#### SUPPLIED TEXT
================

Bills to Repeal Trump Ban Backed By Nearly All Congressional Democrats

Washington, DC – Legislation to rescind Donald Trump’s Executive Order that bans travel for nationals of seven countries has already garnered the support of nearly every Democrat in the House and Senate. 

In the House, 185 of the 196 Democrats in the chamber have signed onto legislation offered by Zoe Lofgren (D-CA) and John Conyers, Jr. (D-MI), the Statue of Liberty Values Act (SOLVE/H.R.724). The bill would rescind Trump’s executive order and prohibit any funding to enforce it. House Democrats held a series of speeches yesterday on the floor in support of repealing the ban and asked for unanimous consent to vote on the bill, which was blocked.

Senate Judiciary Ranking Member Dianne Feinstein (D-CA) introduced S. 240, which would rescind the Executive Order and ensure that it has no legal effect. The bill is cosponsored by 38 of the chamber’s 48 Democrats. Democratic Leader Chuck Schumer sought an immediate vote on the bill Monday night, but Sen. Tom Cotton (R-AK)– the author of the letter to Iran’s leaders warning them not to agree to the Iran nuclear deal – blocked a vote on the measure.

Sen. Chris Murphy (D-CT) also introduced legislation (S. 248) to withhold funding for the Executive Order and declare it illegal based on the 1965 Immigration and Nationality Act. His bill is cosponsored by seven other Senators.

================

#### RECORD EXTRACTS
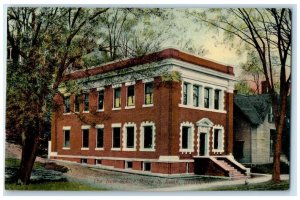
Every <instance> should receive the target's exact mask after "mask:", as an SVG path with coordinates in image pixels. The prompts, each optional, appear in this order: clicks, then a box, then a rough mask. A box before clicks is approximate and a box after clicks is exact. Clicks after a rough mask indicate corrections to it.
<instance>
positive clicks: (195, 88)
mask: <svg viewBox="0 0 300 200" xmlns="http://www.w3.org/2000/svg"><path fill="white" fill-rule="evenodd" d="M193 106H195V107H198V106H199V86H198V85H194V86H193Z"/></svg>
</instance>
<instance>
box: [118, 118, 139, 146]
mask: <svg viewBox="0 0 300 200" xmlns="http://www.w3.org/2000/svg"><path fill="white" fill-rule="evenodd" d="M127 127H133V128H134V141H133V148H127V147H126V144H127ZM121 141H122V150H123V151H136V124H135V123H134V122H126V123H125V124H124V125H123V130H122V139H121Z"/></svg>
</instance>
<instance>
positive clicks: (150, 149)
mask: <svg viewBox="0 0 300 200" xmlns="http://www.w3.org/2000/svg"><path fill="white" fill-rule="evenodd" d="M140 151H148V152H155V149H140Z"/></svg>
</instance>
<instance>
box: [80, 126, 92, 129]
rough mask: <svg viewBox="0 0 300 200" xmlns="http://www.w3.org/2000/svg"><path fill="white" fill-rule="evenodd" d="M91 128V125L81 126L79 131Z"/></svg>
mask: <svg viewBox="0 0 300 200" xmlns="http://www.w3.org/2000/svg"><path fill="white" fill-rule="evenodd" d="M90 128H91V125H82V126H81V129H90Z"/></svg>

================

#### ACTIVITY LIST
**1)** According to the article on Democratic bills to repeal the travel ban, how many House Democrats have signed onto the Statue of Liberty Values Act?
**2)** Write the next part of the article on Democratic bills to repeal the travel ban, picking up after its final paragraph.

#### LIST OF ANSWERS
**1)** 185 of the 196 Democrats in the House.

**2)**
While no Republican in the House or the Senate has signed onto the legislation, a number of them have expressed opposition or concern with Trump’s order. It is unclear if Republicans lawmakers will offer any alternative measure to address the concerns they have raised with the ban.

Secretary of State nominee Rex Tillerson was confirmed this afternoon 56-43. Additionally, the Judiciary Committee advanced Attorney General nominee Jeff Sessions by a party-line 11-9 vote, with a final vote to come in the days ahead. Sessions is reported to have been heavily involved in the planning of the Executive Order. Barring Republican objections, Sessions is likely to move forward. Both nominees are expected to play a major role in implementation of the order.